# I just got a virus from Microsoft



## Major Audi Parts Guru (May 7, 2002)

It came from [email protected] :-/



> Viruses found in the attached files.
> The attached file screen_doc.zlo is infected by I-Worm/Palyh.A. The attachment was moved to the virus vault. The original message follows:
> ---
> All information is in the attached file.


Good job my anti virus programme is up to date Â ;D


----------



## boabt (May 7, 2002)

Very re-assuring


----------



## mike_bailey (May 7, 2002)

There was a warning about this in the news on LBC this morning - I didn't realise that it was actually coming from the Microsoft domain :-/


----------



## jgoodman00 (May 6, 2002)

I dare say it is not coming from the ms domain, but merely impersonating the ms email address...


----------



## saint (Dec 6, 2002)

It won't be from Microsoft......some script kiddie will be bouncing using the MS name


----------



## phil (May 7, 2002)

I got this this morning too, on my work email, which I rarely give out.


----------



## snaxo (May 31, 2002)

Ditto - I got this too Phil on work email.

Seems like the IBM virus checker had it sussed though 

Someone must be spoofing mircrosoft.com - shame *lol* 8)

Damian


----------



## Major Audi Parts Guru (May 7, 2002)

Looks like i just got another one.........

§ SUPPLIED MATERIAL:

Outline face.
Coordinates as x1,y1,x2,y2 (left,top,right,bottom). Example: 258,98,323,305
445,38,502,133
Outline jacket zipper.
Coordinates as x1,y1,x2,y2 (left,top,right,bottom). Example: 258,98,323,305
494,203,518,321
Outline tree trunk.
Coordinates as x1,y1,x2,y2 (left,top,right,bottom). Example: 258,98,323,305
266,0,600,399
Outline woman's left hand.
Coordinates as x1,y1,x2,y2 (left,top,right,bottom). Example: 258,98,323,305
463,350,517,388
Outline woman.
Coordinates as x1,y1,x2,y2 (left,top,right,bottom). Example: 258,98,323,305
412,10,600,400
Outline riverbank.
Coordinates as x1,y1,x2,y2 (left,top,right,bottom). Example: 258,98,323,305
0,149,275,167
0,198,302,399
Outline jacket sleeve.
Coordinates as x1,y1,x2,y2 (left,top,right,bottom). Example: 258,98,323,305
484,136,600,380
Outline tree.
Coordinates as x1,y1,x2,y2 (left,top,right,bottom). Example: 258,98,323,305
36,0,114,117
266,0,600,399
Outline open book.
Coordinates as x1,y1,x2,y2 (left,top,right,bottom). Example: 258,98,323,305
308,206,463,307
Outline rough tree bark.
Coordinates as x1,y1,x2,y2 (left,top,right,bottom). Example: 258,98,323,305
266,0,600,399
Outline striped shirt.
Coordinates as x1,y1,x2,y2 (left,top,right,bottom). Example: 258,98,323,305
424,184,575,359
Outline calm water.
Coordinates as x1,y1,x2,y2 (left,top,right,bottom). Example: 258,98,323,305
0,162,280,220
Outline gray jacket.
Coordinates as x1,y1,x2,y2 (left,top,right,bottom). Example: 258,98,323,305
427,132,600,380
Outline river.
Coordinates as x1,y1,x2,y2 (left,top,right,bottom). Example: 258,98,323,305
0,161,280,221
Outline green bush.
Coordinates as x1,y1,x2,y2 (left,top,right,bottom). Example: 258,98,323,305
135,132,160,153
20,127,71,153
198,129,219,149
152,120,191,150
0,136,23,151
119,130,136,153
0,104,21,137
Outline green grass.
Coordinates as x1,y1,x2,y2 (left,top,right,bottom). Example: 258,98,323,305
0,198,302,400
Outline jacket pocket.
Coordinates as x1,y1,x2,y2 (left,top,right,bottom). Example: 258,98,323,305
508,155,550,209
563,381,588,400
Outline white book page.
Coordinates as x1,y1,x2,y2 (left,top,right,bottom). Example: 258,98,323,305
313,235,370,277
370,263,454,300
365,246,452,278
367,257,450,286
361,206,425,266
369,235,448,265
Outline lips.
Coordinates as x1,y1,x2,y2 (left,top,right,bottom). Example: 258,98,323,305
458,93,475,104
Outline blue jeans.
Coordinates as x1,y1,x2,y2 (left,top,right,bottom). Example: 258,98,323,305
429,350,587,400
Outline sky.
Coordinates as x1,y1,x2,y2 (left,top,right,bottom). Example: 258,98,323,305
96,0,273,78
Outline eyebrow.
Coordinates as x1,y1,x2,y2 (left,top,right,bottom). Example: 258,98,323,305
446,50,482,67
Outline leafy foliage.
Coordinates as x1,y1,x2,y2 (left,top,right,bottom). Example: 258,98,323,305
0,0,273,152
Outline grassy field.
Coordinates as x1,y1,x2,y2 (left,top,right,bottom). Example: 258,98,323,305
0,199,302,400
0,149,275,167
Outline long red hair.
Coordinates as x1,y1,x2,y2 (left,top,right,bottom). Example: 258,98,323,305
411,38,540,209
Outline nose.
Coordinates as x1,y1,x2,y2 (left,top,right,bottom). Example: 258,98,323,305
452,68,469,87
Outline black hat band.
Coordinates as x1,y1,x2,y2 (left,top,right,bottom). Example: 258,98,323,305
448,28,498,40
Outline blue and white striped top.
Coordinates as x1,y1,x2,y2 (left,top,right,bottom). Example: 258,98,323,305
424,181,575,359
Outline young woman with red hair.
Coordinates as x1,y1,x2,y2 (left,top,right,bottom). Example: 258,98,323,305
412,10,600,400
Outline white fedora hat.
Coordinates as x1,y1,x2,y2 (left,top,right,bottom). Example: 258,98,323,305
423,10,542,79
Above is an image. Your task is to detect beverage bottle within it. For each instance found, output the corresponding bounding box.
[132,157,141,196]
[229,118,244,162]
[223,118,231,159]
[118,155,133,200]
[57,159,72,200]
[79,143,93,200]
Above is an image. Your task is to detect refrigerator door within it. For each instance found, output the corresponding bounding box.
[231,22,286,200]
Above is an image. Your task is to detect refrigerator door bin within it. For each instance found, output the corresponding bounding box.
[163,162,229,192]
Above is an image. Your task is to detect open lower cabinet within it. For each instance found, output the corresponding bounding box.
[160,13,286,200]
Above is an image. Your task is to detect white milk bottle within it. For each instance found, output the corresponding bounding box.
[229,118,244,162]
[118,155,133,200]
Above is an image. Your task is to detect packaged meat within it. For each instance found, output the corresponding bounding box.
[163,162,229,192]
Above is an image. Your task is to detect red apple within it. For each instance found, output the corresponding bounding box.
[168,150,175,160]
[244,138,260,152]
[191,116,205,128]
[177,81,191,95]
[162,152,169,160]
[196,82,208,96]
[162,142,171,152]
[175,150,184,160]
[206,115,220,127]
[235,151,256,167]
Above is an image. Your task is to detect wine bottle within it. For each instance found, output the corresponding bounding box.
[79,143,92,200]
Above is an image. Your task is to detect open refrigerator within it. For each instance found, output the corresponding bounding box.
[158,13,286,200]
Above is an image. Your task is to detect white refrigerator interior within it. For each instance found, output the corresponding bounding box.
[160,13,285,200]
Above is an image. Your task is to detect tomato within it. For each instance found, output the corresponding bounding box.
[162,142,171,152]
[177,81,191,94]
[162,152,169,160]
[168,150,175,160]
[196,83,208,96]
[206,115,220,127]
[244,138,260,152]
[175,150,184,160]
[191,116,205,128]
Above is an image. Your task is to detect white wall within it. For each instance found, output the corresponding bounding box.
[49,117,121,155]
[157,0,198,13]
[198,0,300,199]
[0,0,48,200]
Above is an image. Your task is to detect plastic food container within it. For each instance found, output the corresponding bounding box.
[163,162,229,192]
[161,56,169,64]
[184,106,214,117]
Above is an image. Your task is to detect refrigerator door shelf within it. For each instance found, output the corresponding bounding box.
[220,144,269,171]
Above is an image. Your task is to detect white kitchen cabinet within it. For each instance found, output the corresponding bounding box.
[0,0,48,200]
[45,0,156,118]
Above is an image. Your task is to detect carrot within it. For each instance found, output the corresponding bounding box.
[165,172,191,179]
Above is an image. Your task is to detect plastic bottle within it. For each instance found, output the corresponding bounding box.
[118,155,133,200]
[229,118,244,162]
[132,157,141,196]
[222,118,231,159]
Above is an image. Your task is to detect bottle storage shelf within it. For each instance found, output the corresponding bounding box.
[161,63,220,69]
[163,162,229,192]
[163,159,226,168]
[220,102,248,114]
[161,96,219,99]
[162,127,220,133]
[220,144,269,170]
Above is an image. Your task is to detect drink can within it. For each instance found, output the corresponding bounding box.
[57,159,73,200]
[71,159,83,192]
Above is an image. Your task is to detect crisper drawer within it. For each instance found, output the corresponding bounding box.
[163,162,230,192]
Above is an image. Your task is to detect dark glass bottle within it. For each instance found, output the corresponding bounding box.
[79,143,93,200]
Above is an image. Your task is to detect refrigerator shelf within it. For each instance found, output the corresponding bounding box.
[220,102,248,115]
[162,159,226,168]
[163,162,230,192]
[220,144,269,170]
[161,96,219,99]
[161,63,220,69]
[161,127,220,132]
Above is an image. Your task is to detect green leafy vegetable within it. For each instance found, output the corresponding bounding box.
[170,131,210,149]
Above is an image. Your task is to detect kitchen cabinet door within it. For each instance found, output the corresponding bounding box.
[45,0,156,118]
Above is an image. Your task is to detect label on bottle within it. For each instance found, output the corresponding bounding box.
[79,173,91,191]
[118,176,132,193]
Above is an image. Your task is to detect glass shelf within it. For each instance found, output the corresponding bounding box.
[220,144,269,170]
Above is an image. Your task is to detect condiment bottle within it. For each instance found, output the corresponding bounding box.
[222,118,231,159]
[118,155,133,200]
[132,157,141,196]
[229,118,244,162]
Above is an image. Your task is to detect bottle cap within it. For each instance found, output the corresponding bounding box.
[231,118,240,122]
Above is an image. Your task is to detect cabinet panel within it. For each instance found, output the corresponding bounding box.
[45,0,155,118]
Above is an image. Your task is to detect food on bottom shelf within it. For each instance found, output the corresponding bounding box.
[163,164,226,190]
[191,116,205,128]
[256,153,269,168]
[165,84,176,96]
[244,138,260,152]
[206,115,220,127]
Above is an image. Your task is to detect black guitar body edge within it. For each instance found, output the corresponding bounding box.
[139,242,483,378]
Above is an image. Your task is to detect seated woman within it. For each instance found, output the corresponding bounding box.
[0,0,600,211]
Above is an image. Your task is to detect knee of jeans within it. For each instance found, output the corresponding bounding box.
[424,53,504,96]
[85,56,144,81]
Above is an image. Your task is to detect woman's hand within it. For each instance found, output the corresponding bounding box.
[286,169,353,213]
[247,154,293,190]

§ PROBLEM: Quote in full, word for word, the forum thread above about the virus email that appeared to come from Microsoft. The entries come from a different source than the forum thread.

§ EXERCISE RESPONSE:
# I just got a virus from Microsoft



## Major Audi Parts Guru (May 7, 2002)

It came from [email protected] :-/



> Viruses found in the attached files.
> The attached file screen_doc.zlo is infected by I-Worm/Palyh.A. The attachment was moved to the virus vault. The original message follows:
> ---
> All information is in the attached file.


Good job my anti virus programme is up to date Â ;D


----------



## boabt (May 7, 2002)

Very re-assuring


----------



## mike_bailey (May 7, 2002)

There was a warning about this in the news on LBC this morning - I didn't realise that it was actually coming from the Microsoft domain :-/


----------



## jgoodman00 (May 6, 2002)

I dare say it is not coming from the ms domain, but merely impersonating the ms email address...


----------



## saint (Dec 6, 2002)

It won't be from Microsoft......some script kiddie will be bouncing using the MS name


----------



## phil (May 7, 2002)

I got this this morning too, on my work email, which I rarely give out.


----------



## snaxo (May 31, 2002)

Ditto - I got this too Phil on work email.

Seems like the IBM virus checker had it sussed though 

Someone must be spoofing mircrosoft.com - shame *lol* 8)

Damian


----------



## Major Audi Parts Guru (May 7, 2002)

Looks like i just got another one.........